Em relação à mesma pergunta, Emanuela diz que, em sua leitura, “falta investimento em educação no sentido de conhecimento a respeito dos desdobramentos das ações e escolhas coletivas”. A professora do ISS acredita que a publicação traz também uma perspectiva ampliada do que é saúde a partir da Agenda 2030 e convida para as parcerias interssetoriais e transdisciplinares para que se possa chegar a uma proposta plausível de ser aplicada nos diversos contextos e culturas.
Sobre o processo de desconexão da humanidade com o meio ambiente, ela acredita que teve início com o capitalismo. “Os dados são imensos e têm impactos diretos, mais perceptíveis na saúde física, emocional e fisiológica, na forma como as relações vão se construindo, e impactos indiretos, que são mais invisíveis e difíceis para a população em geral conseguir compreender e que também afetam a saúde individual, coletiva, a qualidade de vida e bem-estar de todos os seres vivos e sua interrelação”, completa Emanuela.
Sobre o mesmo aspecto, Christofoletti atribui que esse processo ocorreu “no momento em que se passou a entender o meio ambiente como um produto que está aí para nos servir e, especificamente sobre o oceano, com a falta de ensino sobre este tema, com o pensamento que, por ele ser tão grande, sozinho se regenera”. O pesquisador destaca ainda que “o tempo provou que estávamos errados. O meio ambiente não está aqui para nos servir e nem mesmo é autossuficiente. Ele consegue se autorregular com um uso consciente e sustentável. E ele não está e nem nunca esteve como uma fonte para a sociedade humana. Nós, como seres humanos, somos mais uma espécie neste ambiente. Temos que compreender nossa relação com as demais espécies e ambientes e respeitar. Não somos melhores para explorar da forma que quisermos. Os impactos ambientais se revertem em problemas de saúde, econômicos e sociais, o que é um resultado desta leitura errada de uso dos recursos naturais”.
O professor da Unifesp informa que o estudo publicado no último mês de abril na Frontiers in Psychology é alinhado com uma demanda clara e iminente da sociedade para pesquisas socialmente referenciadas e que respondam às demandas sociais atuais, tema inclusive de um evento realizado pela Fundação de Pesquisa do Estado de São Paulo (Fapesp), Conselho Nacional de Desenvolvimento Científico e Tecnológico (CNPq) e outras agências no último mês de março (veja neste link).
Sobre os desdobramentos do artigo internacional, a terapeuta ocupacional Emanuela aponta para uma importante linha de pesquisa: “o impacto do ambiente na qualidade de vida e no bem-estar das pessoas com demência, seus cuidadores e família”. Já Christofoletti pensa que “esta é uma primeira contribuição, mas certamente, desta publicação, outras pesquisas nas áreas sociais, ambientais, da saúde e interdisciplinares vão emergir em breve”.

——

### TAREFAS E EXERCÍCIOS
1: No texto selecionado, com o que Emanuela diz que começou o processo de desconexão da humanidade com o meio ambiente?
2: Transcreva do texto selecionado o trecho que se inicia pelas palavras que contêm "O professor da" e se encerra em "(veja neste link).".

### LINHAS EXTRAÍDAS
——

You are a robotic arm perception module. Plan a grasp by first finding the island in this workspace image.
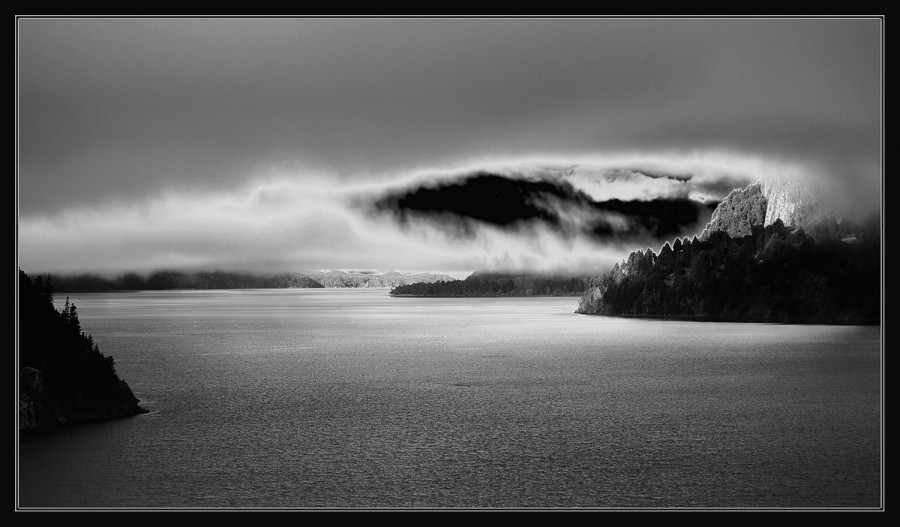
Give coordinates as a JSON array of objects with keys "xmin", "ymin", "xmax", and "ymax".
[{"xmin": 391, "ymin": 272, "xmax": 590, "ymax": 297}]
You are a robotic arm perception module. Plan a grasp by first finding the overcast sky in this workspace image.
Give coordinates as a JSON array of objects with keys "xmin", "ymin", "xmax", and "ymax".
[{"xmin": 17, "ymin": 18, "xmax": 883, "ymax": 272}]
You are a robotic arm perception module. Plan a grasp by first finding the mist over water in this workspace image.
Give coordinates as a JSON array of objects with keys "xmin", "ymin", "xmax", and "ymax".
[{"xmin": 19, "ymin": 289, "xmax": 881, "ymax": 508}]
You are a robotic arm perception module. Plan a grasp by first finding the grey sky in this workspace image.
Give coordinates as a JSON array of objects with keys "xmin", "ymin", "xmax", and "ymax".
[{"xmin": 17, "ymin": 18, "xmax": 882, "ymax": 272}]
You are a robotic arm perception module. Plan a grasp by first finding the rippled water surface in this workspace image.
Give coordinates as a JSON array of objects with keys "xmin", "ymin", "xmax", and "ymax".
[{"xmin": 18, "ymin": 289, "xmax": 881, "ymax": 508}]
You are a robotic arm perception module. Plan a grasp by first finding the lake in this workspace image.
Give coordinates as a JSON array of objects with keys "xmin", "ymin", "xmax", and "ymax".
[{"xmin": 18, "ymin": 289, "xmax": 883, "ymax": 508}]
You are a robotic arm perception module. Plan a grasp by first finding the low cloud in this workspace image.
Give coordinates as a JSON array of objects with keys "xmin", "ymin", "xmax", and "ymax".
[
  {"xmin": 370, "ymin": 172, "xmax": 711, "ymax": 244},
  {"xmin": 18, "ymin": 147, "xmax": 877, "ymax": 274}
]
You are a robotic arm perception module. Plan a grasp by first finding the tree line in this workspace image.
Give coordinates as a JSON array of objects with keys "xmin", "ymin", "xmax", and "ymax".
[{"xmin": 578, "ymin": 216, "xmax": 881, "ymax": 324}]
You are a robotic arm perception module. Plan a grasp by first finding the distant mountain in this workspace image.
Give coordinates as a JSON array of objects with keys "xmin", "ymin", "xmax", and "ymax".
[
  {"xmin": 391, "ymin": 272, "xmax": 590, "ymax": 297},
  {"xmin": 19, "ymin": 271, "xmax": 146, "ymax": 429},
  {"xmin": 309, "ymin": 271, "xmax": 456, "ymax": 287},
  {"xmin": 44, "ymin": 271, "xmax": 456, "ymax": 292},
  {"xmin": 576, "ymin": 184, "xmax": 881, "ymax": 324}
]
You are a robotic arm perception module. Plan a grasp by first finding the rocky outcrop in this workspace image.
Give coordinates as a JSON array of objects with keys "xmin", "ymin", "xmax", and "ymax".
[
  {"xmin": 576, "ymin": 179, "xmax": 881, "ymax": 324},
  {"xmin": 700, "ymin": 183, "xmax": 768, "ymax": 241},
  {"xmin": 18, "ymin": 271, "xmax": 147, "ymax": 430},
  {"xmin": 19, "ymin": 367, "xmax": 147, "ymax": 430},
  {"xmin": 699, "ymin": 181, "xmax": 840, "ymax": 241}
]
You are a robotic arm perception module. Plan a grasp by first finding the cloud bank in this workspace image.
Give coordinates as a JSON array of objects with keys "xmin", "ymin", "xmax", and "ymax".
[{"xmin": 18, "ymin": 151, "xmax": 877, "ymax": 274}]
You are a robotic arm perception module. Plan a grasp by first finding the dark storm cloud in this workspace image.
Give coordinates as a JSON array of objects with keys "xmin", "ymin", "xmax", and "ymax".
[
  {"xmin": 368, "ymin": 172, "xmax": 715, "ymax": 242},
  {"xmin": 17, "ymin": 18, "xmax": 881, "ymax": 214}
]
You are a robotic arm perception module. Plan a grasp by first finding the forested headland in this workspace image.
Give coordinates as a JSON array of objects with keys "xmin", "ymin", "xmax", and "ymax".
[
  {"xmin": 18, "ymin": 270, "xmax": 146, "ymax": 429},
  {"xmin": 577, "ymin": 219, "xmax": 881, "ymax": 324}
]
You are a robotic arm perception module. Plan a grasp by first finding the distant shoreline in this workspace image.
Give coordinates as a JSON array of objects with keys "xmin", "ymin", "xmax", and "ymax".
[{"xmin": 575, "ymin": 311, "xmax": 881, "ymax": 326}]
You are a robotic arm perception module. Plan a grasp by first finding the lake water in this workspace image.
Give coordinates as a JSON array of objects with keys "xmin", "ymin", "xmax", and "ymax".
[{"xmin": 18, "ymin": 289, "xmax": 882, "ymax": 508}]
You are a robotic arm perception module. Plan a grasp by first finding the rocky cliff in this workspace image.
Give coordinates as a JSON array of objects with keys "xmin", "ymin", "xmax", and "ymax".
[
  {"xmin": 577, "ymin": 184, "xmax": 881, "ymax": 324},
  {"xmin": 18, "ymin": 271, "xmax": 146, "ymax": 430},
  {"xmin": 699, "ymin": 181, "xmax": 842, "ymax": 241}
]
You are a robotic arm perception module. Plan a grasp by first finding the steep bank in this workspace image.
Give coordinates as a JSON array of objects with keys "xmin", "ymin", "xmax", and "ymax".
[
  {"xmin": 576, "ymin": 184, "xmax": 881, "ymax": 324},
  {"xmin": 19, "ymin": 271, "xmax": 146, "ymax": 430}
]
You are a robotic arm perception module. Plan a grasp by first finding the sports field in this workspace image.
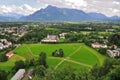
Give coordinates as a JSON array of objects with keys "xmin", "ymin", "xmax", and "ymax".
[{"xmin": 0, "ymin": 43, "xmax": 105, "ymax": 70}]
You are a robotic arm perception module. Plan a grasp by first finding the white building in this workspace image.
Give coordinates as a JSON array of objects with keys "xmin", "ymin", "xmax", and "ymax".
[
  {"xmin": 106, "ymin": 49, "xmax": 120, "ymax": 58},
  {"xmin": 11, "ymin": 69, "xmax": 25, "ymax": 80},
  {"xmin": 41, "ymin": 35, "xmax": 59, "ymax": 42}
]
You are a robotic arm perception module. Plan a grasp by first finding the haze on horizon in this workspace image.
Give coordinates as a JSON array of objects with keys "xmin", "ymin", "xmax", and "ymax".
[{"xmin": 0, "ymin": 0, "xmax": 120, "ymax": 16}]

——

### RESPOSTAS POR TAREFA
1: Com o capitalismo.

2:
O professor da Unifesp informa que o estudo publicado no último mês de abril na Frontiers in Psychology é alinhado com uma demanda clara e iminente da sociedade para pesquisas socialmente referenciadas e que respondam às demandas sociais atuais, tema inclusive de um evento realizado pela Fundação de Pesquisa do Estado de São Paulo (Fapesp), Conselho Nacional de Desenvolvimento Científico e Tecnológico (CNPq) e outras agências no último mês de março (veja neste link).